SHORT EXERCISE ▸ Please change "curly hair" to "wavy hair" in the rows that start at the line with "Task: locate the elbow, dropping" and run through the last line of the rows, and return only those lines with everything else the same.

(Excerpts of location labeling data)
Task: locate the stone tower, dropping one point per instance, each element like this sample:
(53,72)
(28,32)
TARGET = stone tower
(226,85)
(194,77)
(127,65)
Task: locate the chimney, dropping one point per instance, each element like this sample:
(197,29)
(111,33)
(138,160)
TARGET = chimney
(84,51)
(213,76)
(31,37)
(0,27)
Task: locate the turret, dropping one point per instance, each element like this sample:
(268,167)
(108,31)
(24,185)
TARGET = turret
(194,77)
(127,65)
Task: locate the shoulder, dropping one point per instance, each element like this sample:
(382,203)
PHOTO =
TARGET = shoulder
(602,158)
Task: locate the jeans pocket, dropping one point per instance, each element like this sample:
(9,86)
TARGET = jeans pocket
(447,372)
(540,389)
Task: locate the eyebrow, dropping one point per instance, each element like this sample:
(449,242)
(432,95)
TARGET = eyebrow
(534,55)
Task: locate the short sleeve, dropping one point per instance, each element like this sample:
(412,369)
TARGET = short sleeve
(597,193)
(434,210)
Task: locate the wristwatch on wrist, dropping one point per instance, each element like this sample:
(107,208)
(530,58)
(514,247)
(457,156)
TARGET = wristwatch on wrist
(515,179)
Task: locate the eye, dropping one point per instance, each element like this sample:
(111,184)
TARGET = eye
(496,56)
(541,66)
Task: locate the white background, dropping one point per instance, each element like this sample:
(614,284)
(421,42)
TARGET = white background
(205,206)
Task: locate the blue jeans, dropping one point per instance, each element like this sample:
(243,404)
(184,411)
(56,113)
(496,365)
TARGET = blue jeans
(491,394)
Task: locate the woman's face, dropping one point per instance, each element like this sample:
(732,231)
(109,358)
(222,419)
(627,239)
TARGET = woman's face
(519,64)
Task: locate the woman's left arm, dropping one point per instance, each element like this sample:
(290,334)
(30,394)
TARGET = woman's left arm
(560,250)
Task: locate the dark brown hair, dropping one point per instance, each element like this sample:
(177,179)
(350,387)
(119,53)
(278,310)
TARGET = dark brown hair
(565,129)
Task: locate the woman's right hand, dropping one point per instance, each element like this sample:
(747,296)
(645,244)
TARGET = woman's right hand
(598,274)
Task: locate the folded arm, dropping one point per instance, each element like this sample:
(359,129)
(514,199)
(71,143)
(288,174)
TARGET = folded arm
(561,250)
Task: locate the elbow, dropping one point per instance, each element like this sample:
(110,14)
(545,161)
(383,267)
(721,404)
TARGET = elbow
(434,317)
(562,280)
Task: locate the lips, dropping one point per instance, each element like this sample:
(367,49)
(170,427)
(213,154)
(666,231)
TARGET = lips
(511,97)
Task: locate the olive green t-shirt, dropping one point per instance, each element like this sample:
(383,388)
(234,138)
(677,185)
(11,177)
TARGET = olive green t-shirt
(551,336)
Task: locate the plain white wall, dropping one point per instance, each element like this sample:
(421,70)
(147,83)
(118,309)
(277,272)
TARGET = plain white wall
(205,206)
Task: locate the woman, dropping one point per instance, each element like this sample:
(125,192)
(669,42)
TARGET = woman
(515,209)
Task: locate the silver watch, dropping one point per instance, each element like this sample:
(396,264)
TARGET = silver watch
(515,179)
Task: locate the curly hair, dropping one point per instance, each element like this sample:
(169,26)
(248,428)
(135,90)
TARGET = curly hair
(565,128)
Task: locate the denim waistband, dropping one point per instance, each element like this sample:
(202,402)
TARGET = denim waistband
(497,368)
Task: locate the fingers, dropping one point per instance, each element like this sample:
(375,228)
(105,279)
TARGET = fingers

FINISHED ANSWER ▸
Task: locate the elbow, dropping one point per instance, each element like this sample:
(110,14)
(545,161)
(383,267)
(721,404)
TARGET = elbow
(434,317)
(562,280)
Task: locate the lips, dropping one point per instance, each element like this sample:
(367,49)
(170,427)
(213,154)
(666,231)
TARGET = lips
(511,97)
Task: locate the olive green t-shirt, dropping one point per instance, each element like this sample:
(383,388)
(234,138)
(677,185)
(11,177)
TARGET = olive green t-shirt
(551,336)
Task: locate the plain white wall, dropping one point per instance, each element like this sample:
(421,70)
(147,83)
(118,309)
(277,272)
TARGET = plain white wall
(205,206)
Task: locate the woman, dropping one point per instance, each element like this sample:
(125,192)
(669,42)
TARGET = woman
(515,209)
Task: locate the silver watch, dropping one point per instance, each element like this sample:
(396,264)
TARGET = silver watch
(515,179)
Task: locate the wavy hair, dropping one point per instance, each element like this sample:
(169,26)
(248,428)
(135,90)
TARGET = wavy hair
(565,128)
Task: locate the denim waistband, dropping one point per instance, each element like this sample:
(202,402)
TARGET = denim waistband
(497,368)
Task: locate the fingers, dropping one point per instance, each element like this sample:
(375,228)
(105,279)
TARGET = fingers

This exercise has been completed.